◆ WHAT THE TASK REQUIRES ◆
Reproduce the passage about Savona from "And so, while" to "sewage, generating energy.".

All beautiful landscapes and areas have one ugly spot: one place where they concentrate all those warehouses, tyre vendors and utilities that they need – like everybody else – but prefer to keep out of sight.
And so, while the glittering towns and beauty spots get themselves ready for the ball (aka the annual tourist season): freshly painted and bejewelled with ancient sites and historic architecture, Cinderella quietly goes about the business of serving her more beautiful sisters: incinerating waste, treating sewage, generating energy.
On the Italian Riviera, this Cinderella town is called Savona.…
…the surprise package of the Italian Riviera
Admittedly, Genoa herself is not the most glittering beauty either, but she has 1000 years of history to make up for it: which is why she is cast as the dowager queen rather than the ashen-faced maidservant, with her shady but also ancient past and every little bijoux town aware that, without Genoa’s protection in the past, they would have fallen to Saracen invaders many times over.
Savona, the surprise package of the Italian Riviera, conversely, looks every bit the Cinderella part, at least that’s what you feel when you pass through on the train: the skyline is dominated by ugly modern buildings, and chances are the weather will be grey and cloudy.
Note that, at this time of year, the people on the platforms are dressed differently than they would be in Nice or Sanremo, wrapped up in the type of coats and thick winter jackets that you rarely see further to the west.
In fact, we only went because we had been to all major towns along the coast and needed Savona to complete a full set, like a boy who collects toy car models and has them all with the exception of, say, the Bugatti 407: he has no specific interest in this model and would, probably, under any other circumstances not want to own it, but since he already has all the other cars from the series, he feels compelled to make an effort.
So it would be fair to say that our expectations of what we would find in Savona were somewhat modest. But hey, whaddoyaknow: life is full of surprises!

◆ INPUT DATA ◆
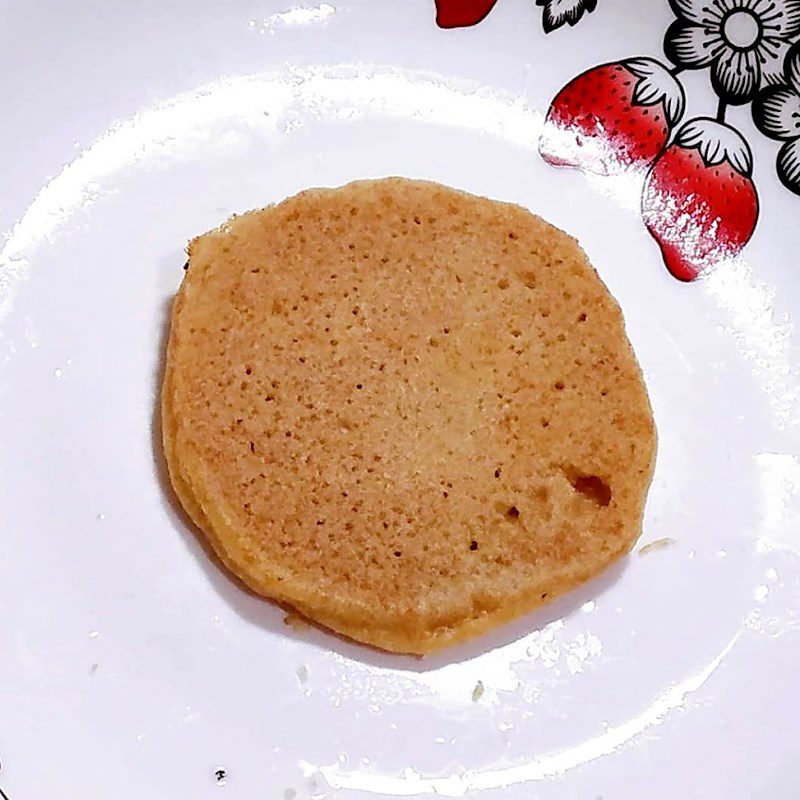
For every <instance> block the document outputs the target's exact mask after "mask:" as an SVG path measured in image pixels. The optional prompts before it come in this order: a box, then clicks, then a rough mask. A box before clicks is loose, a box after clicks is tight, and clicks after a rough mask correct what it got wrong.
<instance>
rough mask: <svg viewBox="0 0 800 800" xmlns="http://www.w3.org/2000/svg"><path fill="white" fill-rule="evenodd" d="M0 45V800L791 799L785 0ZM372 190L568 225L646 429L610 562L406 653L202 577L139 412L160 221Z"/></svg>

◆ SOLUTION BELOW ◆
And so, while the glittering towns and beauty spots get themselves ready for the ball (aka the annual tourist season): freshly painted and bejewelled with ancient sites and historic architecture, Cinderella quietly goes about the business of serving her more beautiful sisters: incinerating waste, treating sewage, generating energy.